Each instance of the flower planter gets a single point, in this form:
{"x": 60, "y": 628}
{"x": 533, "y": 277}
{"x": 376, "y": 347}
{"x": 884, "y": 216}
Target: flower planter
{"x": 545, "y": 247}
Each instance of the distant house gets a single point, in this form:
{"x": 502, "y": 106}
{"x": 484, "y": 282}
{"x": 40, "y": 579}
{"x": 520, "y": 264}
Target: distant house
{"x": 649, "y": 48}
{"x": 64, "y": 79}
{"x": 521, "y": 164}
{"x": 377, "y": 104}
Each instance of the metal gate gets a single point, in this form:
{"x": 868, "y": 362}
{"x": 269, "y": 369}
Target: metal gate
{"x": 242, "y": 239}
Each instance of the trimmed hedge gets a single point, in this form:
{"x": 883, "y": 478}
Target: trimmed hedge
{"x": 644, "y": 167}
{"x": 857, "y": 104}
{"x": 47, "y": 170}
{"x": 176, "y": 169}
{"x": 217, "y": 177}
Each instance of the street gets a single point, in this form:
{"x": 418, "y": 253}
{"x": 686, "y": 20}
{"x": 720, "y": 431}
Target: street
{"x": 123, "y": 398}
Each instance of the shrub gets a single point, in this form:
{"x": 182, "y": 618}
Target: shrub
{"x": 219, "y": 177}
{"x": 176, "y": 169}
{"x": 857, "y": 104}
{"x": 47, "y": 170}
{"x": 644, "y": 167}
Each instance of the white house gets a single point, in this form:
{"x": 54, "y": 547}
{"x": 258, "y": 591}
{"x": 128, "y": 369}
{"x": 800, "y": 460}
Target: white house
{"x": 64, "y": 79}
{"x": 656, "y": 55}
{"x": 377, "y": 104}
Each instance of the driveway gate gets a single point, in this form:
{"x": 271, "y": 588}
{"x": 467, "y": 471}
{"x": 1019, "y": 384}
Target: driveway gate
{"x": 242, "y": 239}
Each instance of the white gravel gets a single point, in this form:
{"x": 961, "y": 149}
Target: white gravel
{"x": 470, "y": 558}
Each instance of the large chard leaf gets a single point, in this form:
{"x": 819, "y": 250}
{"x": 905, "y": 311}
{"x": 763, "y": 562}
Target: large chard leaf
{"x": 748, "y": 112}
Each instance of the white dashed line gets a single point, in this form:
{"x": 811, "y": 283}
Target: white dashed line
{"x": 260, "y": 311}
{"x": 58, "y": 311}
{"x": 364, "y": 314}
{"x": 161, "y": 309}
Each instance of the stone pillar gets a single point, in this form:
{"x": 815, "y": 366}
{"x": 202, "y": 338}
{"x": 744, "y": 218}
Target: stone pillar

** WORK TO COMPLETE **
Can you restate every record above word for word?

** ANSWER FOR THE TASK **
Each instance of the flower planter gets a single point, in this form:
{"x": 60, "y": 628}
{"x": 533, "y": 277}
{"x": 376, "y": 347}
{"x": 884, "y": 216}
Target: flower planter
{"x": 545, "y": 247}
Each instance of the distant house gets a single point, in this form:
{"x": 502, "y": 106}
{"x": 484, "y": 282}
{"x": 40, "y": 579}
{"x": 520, "y": 264}
Target: distant house
{"x": 649, "y": 48}
{"x": 64, "y": 79}
{"x": 521, "y": 164}
{"x": 377, "y": 104}
Each instance of the metal gate gets a single point, in this form:
{"x": 868, "y": 362}
{"x": 269, "y": 369}
Target: metal gate
{"x": 242, "y": 239}
Each instance of the trimmed hedge gets a single point, in this form:
{"x": 883, "y": 478}
Target: trimmed hedge
{"x": 644, "y": 167}
{"x": 857, "y": 104}
{"x": 47, "y": 170}
{"x": 176, "y": 169}
{"x": 217, "y": 177}
Each instance of the street gets a single point, in this form:
{"x": 418, "y": 253}
{"x": 686, "y": 20}
{"x": 720, "y": 431}
Target: street
{"x": 123, "y": 398}
Each instance of the shrub gets a single point, in this form:
{"x": 182, "y": 618}
Target: shrub
{"x": 219, "y": 177}
{"x": 176, "y": 169}
{"x": 857, "y": 104}
{"x": 47, "y": 170}
{"x": 644, "y": 167}
Each instance of the white house gets a single point, in this form:
{"x": 54, "y": 547}
{"x": 258, "y": 591}
{"x": 128, "y": 369}
{"x": 800, "y": 460}
Target: white house
{"x": 64, "y": 79}
{"x": 656, "y": 55}
{"x": 377, "y": 104}
Each instance of the driveway gate gets a single point, in this form:
{"x": 271, "y": 588}
{"x": 467, "y": 471}
{"x": 1019, "y": 384}
Target: driveway gate
{"x": 242, "y": 239}
Each instance of the white gravel gets a single point, in this form:
{"x": 961, "y": 149}
Target: white gravel
{"x": 470, "y": 558}
Each instance of the large chard leaf gets a single point, in this form:
{"x": 819, "y": 250}
{"x": 905, "y": 311}
{"x": 763, "y": 562}
Target: large chard leaf
{"x": 748, "y": 112}
Each instance of the white dashed line gets a single point, in this form:
{"x": 811, "y": 283}
Target: white dashed line
{"x": 260, "y": 311}
{"x": 58, "y": 311}
{"x": 364, "y": 314}
{"x": 161, "y": 309}
Each instance of the stone pillar gets a single point, in this form:
{"x": 815, "y": 366}
{"x": 202, "y": 338}
{"x": 744, "y": 218}
Target: stone pillar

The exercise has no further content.